La vie d’une compagnie

Malgré les tabous, sa singularité, la Jin Kwei Lo Puppetry Company a continué à croître et à proposer de plus en plus de spectacles. « Cela n’a pas été toujours facile, explique-t-elle. Il faut dire que c’est un métier qui demande beaucoup, il faut avoir un mental et un physique d’acier. Souvent, les spectacles durent plus de trois heures. Il faut être concentré du début, jusqu’à la fin. Ne pas faillir, être toujours aussi minutieux. Être une femme dans un milieu d’hommes demande encore plus de concentration, de persévérance. Un jour dans un festival, où plusieurs compagnies devaient présenter leur travail, j’étais la seule femme. Je voyais bien que dans les troupes exclusivement masculines, on attendait de me voir faiblir. Il y avait comme une cabale, la stéréo était très forte, l’ambiance était surchauffée. Je suis montée sur scène. J’ai interprété avec ma famille l’histoire très lyrique d’un enfant surdoué qui suscite les jalousies et finit par être tué pour être différent. Voyant le public conquis, électrisé, fondre en larmes, je me suis senti galvanisé. J’avais gagné leur respect. C’est l’un des plus beaux souvenirs de scène que j’ai. »

Enregistrements fournis:
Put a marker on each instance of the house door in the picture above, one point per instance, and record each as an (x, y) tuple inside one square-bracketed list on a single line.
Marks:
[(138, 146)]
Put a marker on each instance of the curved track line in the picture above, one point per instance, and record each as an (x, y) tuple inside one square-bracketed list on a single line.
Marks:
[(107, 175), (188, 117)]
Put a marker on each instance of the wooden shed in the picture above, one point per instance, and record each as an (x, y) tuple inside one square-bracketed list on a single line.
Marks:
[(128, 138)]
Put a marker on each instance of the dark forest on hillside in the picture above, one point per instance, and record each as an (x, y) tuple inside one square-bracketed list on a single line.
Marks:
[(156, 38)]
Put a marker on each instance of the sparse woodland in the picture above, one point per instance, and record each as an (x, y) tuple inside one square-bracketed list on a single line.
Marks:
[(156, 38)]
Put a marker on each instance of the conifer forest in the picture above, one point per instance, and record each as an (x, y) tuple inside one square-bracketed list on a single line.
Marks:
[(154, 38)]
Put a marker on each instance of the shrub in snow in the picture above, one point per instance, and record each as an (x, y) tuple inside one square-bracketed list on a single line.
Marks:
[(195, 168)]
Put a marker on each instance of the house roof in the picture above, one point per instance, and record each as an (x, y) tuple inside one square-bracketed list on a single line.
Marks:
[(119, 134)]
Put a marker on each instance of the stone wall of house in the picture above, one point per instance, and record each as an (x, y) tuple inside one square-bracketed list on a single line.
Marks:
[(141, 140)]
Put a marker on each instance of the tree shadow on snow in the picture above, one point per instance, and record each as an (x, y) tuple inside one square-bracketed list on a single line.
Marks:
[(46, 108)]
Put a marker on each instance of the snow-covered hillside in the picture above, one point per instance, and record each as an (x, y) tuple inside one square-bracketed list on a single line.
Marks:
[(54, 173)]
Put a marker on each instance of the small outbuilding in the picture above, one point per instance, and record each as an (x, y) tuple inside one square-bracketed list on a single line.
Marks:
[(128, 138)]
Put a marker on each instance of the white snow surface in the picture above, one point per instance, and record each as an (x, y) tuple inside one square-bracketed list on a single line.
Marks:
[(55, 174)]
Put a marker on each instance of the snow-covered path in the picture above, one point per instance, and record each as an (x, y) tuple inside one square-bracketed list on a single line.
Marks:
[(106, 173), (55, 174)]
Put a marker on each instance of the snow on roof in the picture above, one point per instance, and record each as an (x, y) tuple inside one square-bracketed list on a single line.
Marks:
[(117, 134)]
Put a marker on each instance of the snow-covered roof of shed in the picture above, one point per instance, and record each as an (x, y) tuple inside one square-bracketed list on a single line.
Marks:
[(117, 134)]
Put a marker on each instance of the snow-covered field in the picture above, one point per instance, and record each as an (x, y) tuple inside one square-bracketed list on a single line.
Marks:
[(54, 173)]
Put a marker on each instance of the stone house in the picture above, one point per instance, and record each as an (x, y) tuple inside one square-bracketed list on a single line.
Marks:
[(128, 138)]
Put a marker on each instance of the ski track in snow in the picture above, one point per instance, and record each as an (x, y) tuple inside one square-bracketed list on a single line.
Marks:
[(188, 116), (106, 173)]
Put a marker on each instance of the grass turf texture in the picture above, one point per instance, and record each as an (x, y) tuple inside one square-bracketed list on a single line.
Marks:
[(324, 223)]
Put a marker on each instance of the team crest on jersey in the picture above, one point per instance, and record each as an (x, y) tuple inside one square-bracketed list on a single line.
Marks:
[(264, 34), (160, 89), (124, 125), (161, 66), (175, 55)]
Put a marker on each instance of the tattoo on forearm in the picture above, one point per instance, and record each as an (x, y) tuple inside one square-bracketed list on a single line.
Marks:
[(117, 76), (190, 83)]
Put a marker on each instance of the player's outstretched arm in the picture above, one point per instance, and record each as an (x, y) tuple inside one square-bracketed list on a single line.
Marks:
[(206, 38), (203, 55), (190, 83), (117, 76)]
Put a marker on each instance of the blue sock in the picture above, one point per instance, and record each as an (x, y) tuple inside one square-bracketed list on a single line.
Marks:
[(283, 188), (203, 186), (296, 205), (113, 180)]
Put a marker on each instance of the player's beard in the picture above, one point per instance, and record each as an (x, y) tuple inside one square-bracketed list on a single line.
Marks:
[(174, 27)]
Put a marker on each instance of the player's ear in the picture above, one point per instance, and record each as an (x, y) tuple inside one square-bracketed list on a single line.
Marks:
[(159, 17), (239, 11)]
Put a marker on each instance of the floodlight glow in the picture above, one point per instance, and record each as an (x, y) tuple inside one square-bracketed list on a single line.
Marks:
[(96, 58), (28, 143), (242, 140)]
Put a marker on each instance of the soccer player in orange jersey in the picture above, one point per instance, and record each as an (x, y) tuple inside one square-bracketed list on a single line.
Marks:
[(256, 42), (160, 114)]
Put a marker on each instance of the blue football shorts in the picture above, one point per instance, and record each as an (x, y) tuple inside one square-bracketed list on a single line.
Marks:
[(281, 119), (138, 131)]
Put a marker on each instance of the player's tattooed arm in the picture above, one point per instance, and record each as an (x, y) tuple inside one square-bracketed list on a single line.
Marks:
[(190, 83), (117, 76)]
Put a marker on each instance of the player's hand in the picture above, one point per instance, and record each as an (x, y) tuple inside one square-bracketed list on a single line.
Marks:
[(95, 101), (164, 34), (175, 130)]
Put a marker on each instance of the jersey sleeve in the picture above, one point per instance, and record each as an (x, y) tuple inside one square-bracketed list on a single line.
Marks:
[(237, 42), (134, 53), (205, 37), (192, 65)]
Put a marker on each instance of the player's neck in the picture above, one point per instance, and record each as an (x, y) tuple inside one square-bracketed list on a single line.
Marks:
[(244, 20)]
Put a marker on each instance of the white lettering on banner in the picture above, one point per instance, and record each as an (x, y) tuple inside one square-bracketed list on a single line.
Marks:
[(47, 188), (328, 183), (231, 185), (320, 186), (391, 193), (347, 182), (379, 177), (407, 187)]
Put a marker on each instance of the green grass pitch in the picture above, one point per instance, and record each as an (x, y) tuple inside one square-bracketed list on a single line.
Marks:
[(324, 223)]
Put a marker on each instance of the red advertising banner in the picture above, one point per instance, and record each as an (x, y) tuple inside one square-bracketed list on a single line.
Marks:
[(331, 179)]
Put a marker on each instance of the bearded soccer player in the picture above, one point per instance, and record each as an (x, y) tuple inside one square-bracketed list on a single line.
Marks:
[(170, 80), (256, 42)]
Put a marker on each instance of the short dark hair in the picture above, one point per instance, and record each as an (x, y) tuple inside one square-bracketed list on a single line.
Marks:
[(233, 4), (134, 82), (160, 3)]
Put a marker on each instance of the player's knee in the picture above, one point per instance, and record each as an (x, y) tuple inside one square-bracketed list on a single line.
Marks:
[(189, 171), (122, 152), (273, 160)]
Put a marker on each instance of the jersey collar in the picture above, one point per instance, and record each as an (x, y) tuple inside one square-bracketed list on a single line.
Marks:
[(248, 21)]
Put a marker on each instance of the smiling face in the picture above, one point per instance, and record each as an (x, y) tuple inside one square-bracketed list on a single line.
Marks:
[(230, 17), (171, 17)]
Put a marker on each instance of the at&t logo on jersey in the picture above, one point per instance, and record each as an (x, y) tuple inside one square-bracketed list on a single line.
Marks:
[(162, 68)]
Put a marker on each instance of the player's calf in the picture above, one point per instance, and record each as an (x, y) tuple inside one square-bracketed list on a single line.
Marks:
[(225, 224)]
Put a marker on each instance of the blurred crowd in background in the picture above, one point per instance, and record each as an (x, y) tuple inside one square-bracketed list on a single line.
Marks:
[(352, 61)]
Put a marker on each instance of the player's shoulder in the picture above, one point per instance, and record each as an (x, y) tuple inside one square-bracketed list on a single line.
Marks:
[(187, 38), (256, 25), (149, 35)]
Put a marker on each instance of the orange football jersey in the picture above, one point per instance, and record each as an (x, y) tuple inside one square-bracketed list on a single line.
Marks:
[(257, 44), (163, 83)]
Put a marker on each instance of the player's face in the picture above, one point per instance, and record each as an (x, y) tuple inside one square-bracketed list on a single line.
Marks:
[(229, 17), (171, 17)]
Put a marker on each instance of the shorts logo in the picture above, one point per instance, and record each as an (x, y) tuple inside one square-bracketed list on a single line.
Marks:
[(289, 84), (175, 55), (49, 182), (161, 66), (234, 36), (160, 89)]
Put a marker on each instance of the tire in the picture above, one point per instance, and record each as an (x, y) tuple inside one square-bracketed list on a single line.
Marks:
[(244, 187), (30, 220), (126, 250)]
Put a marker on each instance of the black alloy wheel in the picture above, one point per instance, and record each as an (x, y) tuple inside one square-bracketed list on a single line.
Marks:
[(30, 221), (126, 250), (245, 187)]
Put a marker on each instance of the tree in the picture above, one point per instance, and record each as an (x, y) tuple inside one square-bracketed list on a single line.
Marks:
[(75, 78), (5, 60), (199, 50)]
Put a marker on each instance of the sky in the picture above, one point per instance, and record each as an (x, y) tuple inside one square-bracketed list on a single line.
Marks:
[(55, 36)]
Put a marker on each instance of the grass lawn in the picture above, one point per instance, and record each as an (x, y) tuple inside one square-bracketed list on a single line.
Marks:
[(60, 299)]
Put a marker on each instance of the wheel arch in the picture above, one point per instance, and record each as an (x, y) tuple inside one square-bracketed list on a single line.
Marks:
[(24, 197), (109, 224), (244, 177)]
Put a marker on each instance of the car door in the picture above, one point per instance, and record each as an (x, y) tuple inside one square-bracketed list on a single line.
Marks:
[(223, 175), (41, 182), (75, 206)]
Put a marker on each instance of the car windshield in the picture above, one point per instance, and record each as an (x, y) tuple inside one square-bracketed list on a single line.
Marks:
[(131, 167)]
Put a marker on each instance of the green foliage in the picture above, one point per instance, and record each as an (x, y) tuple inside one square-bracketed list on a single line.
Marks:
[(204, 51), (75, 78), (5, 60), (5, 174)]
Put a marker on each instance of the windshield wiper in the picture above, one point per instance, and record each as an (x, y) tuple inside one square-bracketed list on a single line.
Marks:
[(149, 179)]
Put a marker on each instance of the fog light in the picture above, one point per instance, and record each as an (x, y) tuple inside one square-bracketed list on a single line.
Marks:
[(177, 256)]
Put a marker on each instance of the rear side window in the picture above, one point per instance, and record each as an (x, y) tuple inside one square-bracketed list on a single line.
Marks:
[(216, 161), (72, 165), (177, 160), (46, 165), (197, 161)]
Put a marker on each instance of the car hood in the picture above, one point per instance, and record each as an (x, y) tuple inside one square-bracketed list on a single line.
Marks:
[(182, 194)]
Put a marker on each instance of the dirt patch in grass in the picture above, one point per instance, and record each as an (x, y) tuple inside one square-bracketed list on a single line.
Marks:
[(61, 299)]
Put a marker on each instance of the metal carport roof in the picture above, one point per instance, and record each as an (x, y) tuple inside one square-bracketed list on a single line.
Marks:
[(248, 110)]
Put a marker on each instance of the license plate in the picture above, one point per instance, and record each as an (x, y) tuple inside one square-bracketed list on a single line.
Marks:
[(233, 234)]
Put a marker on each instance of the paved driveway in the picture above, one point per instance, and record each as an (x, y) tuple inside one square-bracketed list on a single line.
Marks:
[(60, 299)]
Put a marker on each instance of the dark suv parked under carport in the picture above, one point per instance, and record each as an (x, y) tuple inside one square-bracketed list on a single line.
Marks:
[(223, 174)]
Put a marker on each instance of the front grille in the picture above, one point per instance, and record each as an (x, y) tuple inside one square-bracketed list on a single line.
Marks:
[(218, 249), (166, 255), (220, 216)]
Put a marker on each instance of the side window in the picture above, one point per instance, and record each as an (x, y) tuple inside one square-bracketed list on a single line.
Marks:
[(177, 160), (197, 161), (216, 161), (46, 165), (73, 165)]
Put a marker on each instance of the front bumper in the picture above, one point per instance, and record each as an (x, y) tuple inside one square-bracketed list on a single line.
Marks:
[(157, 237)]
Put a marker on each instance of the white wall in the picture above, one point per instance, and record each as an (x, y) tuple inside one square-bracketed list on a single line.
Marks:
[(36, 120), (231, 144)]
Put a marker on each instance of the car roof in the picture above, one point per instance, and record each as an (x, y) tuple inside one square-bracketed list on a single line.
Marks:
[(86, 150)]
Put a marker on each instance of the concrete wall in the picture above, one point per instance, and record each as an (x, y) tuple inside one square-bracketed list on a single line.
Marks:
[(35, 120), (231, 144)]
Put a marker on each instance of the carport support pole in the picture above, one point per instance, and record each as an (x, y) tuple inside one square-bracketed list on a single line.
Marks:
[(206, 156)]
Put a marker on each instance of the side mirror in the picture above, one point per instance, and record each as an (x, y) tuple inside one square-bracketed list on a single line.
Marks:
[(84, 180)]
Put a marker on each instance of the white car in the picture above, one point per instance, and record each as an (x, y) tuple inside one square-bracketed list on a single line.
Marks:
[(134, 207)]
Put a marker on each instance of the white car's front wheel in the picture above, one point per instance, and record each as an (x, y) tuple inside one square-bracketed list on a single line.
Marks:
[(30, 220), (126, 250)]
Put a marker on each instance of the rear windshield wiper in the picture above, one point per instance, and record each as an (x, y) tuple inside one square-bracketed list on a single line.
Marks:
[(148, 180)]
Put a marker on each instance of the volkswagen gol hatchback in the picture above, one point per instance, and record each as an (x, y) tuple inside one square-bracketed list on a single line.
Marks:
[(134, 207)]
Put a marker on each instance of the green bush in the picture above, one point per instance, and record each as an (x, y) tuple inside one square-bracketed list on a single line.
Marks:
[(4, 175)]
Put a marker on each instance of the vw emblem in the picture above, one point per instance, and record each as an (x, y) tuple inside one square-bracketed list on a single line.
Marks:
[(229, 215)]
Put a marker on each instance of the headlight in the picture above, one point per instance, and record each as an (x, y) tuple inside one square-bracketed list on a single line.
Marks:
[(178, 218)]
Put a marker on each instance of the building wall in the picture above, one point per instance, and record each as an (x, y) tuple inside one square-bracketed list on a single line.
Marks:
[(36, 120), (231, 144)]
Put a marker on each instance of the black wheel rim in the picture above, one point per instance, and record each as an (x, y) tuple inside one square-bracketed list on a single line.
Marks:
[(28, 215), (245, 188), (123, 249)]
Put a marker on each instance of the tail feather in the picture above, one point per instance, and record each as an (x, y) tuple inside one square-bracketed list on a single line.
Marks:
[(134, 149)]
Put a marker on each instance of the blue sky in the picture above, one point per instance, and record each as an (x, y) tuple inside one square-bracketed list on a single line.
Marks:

Série d'exercices:
• 1. Selon le texte sur la Jin Kwei Lo Puppetry Company, combien de temps durent souvent les spectacles ?
• 2. Dans les enregistrements, reprenez les lignes allant de celle qui contient « Put a marker on each instance of the small » jusqu'à celle qui contient « [(106, 173), (55, 174)] » incluse, en remplaçant « Marks » par « Points ». Ne donnez que ces lignes.
Le texte et les enregistrements constituent deux matériaux indépendants l'un de l'autre.

Réponses aux exercices:
• 1. Ils durent souvent plus de trois heures.

• 2.
Put a marker on each instance of the small outbuilding in the picture above, one point per instance, and record each as an (x, y) tuple inside one square-bracketed list on a single line.
Points:
[(128, 138)]
Put a marker on each instance of the white snow surface in the picture above, one point per instance, and record each as an (x, y) tuple inside one square-bracketed list on a single line.
Points:
[(55, 174)]
Put a marker on each instance of the snow-covered path in the picture above, one point per instance, and record each as an (x, y) tuple inside one square-bracketed list on a single line.
Points:
[(106, 173), (55, 174)]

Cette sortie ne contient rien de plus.